--- DATA IN THIS EXERCISE Enclosed Below ---
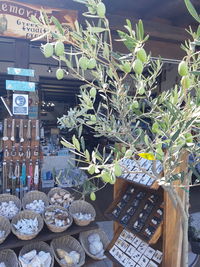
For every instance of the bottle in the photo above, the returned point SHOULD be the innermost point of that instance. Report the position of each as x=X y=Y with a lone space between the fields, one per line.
x=3 y=24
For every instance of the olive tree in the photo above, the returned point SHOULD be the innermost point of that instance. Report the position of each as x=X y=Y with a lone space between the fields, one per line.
x=111 y=108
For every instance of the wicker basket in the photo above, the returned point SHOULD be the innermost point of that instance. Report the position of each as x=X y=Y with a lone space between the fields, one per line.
x=34 y=195
x=9 y=257
x=54 y=191
x=83 y=237
x=84 y=207
x=7 y=198
x=4 y=226
x=54 y=228
x=38 y=246
x=68 y=243
x=27 y=214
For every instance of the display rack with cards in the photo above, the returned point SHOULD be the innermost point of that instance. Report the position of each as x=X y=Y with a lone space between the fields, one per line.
x=21 y=157
x=128 y=250
x=139 y=210
x=129 y=166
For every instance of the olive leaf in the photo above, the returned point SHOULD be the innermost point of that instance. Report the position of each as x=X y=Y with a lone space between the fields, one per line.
x=57 y=24
x=192 y=10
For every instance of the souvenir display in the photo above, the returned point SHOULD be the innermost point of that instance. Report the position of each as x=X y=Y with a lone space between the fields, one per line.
x=131 y=251
x=32 y=259
x=130 y=165
x=95 y=245
x=141 y=211
x=57 y=217
x=37 y=206
x=61 y=197
x=21 y=161
x=8 y=209
x=70 y=258
x=27 y=226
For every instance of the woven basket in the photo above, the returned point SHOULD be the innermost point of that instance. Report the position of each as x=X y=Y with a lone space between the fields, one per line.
x=9 y=257
x=27 y=214
x=4 y=226
x=54 y=228
x=83 y=207
x=34 y=195
x=38 y=246
x=83 y=237
x=68 y=243
x=54 y=191
x=7 y=198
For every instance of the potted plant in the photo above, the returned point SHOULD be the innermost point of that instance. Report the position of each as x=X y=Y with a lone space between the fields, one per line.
x=110 y=108
x=194 y=233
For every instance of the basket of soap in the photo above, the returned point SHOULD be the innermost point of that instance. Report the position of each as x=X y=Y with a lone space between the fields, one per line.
x=82 y=212
x=36 y=254
x=27 y=224
x=9 y=206
x=35 y=201
x=5 y=228
x=68 y=252
x=57 y=218
x=94 y=242
x=61 y=197
x=8 y=258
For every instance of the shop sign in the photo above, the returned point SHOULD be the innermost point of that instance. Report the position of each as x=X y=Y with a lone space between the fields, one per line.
x=20 y=86
x=15 y=19
x=20 y=104
x=20 y=72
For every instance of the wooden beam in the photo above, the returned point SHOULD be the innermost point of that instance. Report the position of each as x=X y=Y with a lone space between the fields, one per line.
x=154 y=29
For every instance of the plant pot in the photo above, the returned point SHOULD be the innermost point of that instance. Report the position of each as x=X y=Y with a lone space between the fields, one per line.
x=195 y=246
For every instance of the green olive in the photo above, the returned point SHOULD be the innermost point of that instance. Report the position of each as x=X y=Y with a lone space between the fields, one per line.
x=141 y=55
x=93 y=196
x=60 y=74
x=138 y=66
x=101 y=10
x=183 y=68
x=185 y=82
x=92 y=63
x=59 y=48
x=48 y=50
x=83 y=62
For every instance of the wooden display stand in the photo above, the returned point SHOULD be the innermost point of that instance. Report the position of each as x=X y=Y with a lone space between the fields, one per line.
x=171 y=233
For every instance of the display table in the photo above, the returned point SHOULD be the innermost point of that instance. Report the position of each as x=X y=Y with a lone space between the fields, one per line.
x=13 y=242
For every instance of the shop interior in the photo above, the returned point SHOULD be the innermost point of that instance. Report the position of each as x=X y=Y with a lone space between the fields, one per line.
x=132 y=225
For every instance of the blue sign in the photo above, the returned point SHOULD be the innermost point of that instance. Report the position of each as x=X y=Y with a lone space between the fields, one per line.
x=20 y=86
x=21 y=72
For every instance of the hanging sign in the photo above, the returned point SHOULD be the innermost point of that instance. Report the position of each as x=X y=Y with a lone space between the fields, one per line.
x=20 y=104
x=21 y=72
x=15 y=19
x=20 y=86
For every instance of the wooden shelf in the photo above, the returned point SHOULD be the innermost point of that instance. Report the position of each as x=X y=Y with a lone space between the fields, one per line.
x=45 y=235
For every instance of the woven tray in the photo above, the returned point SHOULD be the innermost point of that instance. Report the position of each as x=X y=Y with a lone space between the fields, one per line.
x=7 y=198
x=83 y=237
x=34 y=195
x=57 y=190
x=84 y=207
x=53 y=227
x=68 y=243
x=9 y=257
x=38 y=246
x=4 y=226
x=26 y=214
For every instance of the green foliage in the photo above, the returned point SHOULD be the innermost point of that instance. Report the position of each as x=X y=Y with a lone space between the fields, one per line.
x=174 y=116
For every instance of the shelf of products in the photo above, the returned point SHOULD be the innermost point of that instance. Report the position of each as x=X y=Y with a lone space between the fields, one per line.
x=143 y=179
x=139 y=210
x=130 y=251
x=45 y=235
--- End of Enclosed DATA IN THIS EXERCISE ---
**TASK DIRECTIONS:**
Copy out the data verbatim, excluding the pictures.

**SOLUTION FOR THIS EXERCISE:**
For every instance of the bottle in the photo above, the returned point SHOULD be the innermost point of that instance. Report the position of each as x=X y=Y with a lone space between the fields, one per line.
x=3 y=24
For every instance of the olive tree in the photo above, the returned point SHOULD be the innermost point of that instance. Report the position of each as x=X y=Y with a lone space between the fields, one per line.
x=111 y=108
For every instance of the wicker basket in the photo above, the returned point SHOULD be the innermost point of that instance. Report the position of each as x=X y=Y with a lone space between the fields, one per line.
x=34 y=195
x=9 y=257
x=54 y=191
x=83 y=237
x=84 y=207
x=7 y=198
x=4 y=226
x=54 y=228
x=38 y=246
x=68 y=243
x=27 y=214
For every instance of the display rack with cards in the photo above, the returned point SHOULD be the innermost point of that instance. Report the position of each as x=X y=Y with a lone space between the fields, one per line.
x=21 y=157
x=128 y=250
x=139 y=210
x=129 y=166
For every instance of the olive leaf in the photo above, the returned point SHOULD be the innermost point of that instance. Report the position of each as x=X y=Y with a lone space between the fields, one per line.
x=57 y=24
x=192 y=10
For every instance of the souvenir display in the photo above, the returned point SHOULD be the innermost point of that instance. Report the position of each as x=X y=Y with a lone space between the fields, one per line.
x=131 y=251
x=32 y=259
x=130 y=165
x=95 y=245
x=141 y=211
x=57 y=217
x=37 y=206
x=61 y=197
x=21 y=161
x=8 y=209
x=70 y=258
x=27 y=226
For every instance of the woven basket in the photo above, the returned point SHOULD be the innermost point of that instance. Report the position of each as x=X y=Y with a lone space between the fields, one per line.
x=9 y=257
x=27 y=214
x=4 y=226
x=54 y=228
x=83 y=207
x=34 y=195
x=38 y=246
x=83 y=237
x=68 y=243
x=54 y=191
x=7 y=198
For every instance of the potted plant in the photo above, the returned point SHOULD be the innermost point of that instance. Report the position of each as x=X y=Y with a lone space between the fields, one per line.
x=110 y=108
x=194 y=233
For every instance of the basket of soap in the photo above, the returned point SHOULD be the innermost point of that instance. Report the position of each as x=X y=Y with a lone space between the fields, one per line.
x=82 y=212
x=36 y=254
x=27 y=224
x=9 y=206
x=35 y=201
x=5 y=228
x=68 y=252
x=57 y=218
x=94 y=242
x=61 y=197
x=8 y=258
For every instance of the shop sign in the photo above, the returned point SHOULD be the innermost point of that instance. Report the position of each as x=X y=Y with a lone space between the fields, one per line.
x=20 y=86
x=15 y=19
x=20 y=104
x=20 y=72
For every instance of the wooden beam in the photo above, the returned point SHOULD be the innermost point of that instance. Report the position of each as x=X y=Y with a lone space between the fields, one per line.
x=154 y=29
For every instance of the plant pot in the photo above, the returned point SHOULD be the innermost point of that instance. Report the position of each as x=X y=Y with a lone space between the fields, one per line.
x=195 y=246
For every instance of the green olive in the photo above, the returned point SHOULD be the innermost point of that instance. Report the position of each as x=X y=Y with a lone space between the fields, one per line.
x=141 y=55
x=93 y=196
x=60 y=74
x=138 y=66
x=101 y=10
x=183 y=68
x=185 y=82
x=92 y=63
x=59 y=48
x=48 y=50
x=83 y=62
For every instance of the wooden display stand in the photo above, the returned point SHOULD be the innermost point of that instance. Report the position of each as x=X y=Y with a lone space between the fields, one per line.
x=171 y=233
For every instance of the display table in the photo above, the returned point SHOULD be the innermost point of that instance. Report the position of each as x=X y=Y with a lone space between the fields, one per line.
x=13 y=242
For every instance of the shop interior in the photo above, the returned point SHOULD be the innermost point of that instance. Report the position of each as x=X y=Y with a lone space between the fields, one per line.
x=132 y=225
For every instance of the blue sign in the photo above, the returned point SHOULD be the innermost point of that instance. Report the position of each as x=X y=Y with a lone space between the fields, one per line.
x=20 y=86
x=21 y=72
For every instance of the hanging sign in the photo above, the returned point SHOULD be the innermost point of that instance. Report the position of each as x=X y=Y with a lone space between the fields, one per line.
x=20 y=104
x=21 y=72
x=15 y=19
x=20 y=86
For every instance of the wooden shelf in the photo above, the returned point SHOULD be the innermost point of that instance. Report the position of each as x=X y=Y with a lone space between the fields, one per line.
x=45 y=235
For every instance of the woven tray in the photo above, the returned point SHOULD be the innermost point of that instance. Report the position of each as x=X y=Y with a lone space between the fields, one per line.
x=7 y=198
x=83 y=237
x=34 y=195
x=57 y=190
x=84 y=207
x=53 y=227
x=68 y=243
x=9 y=257
x=38 y=246
x=4 y=226
x=26 y=214
For every instance of the green foliage in the photo above, the returned point SHOULD be the innermost point of that instance. Report the position of each as x=X y=Y with a lone space between the fields, one per line.
x=174 y=116
For every instance of the shelf of products in the photo above, the returned point SHOULD be the innermost point of that instance. Report the position of each as x=X y=Y with a lone space between the fields, one per line.
x=143 y=179
x=139 y=210
x=130 y=251
x=45 y=235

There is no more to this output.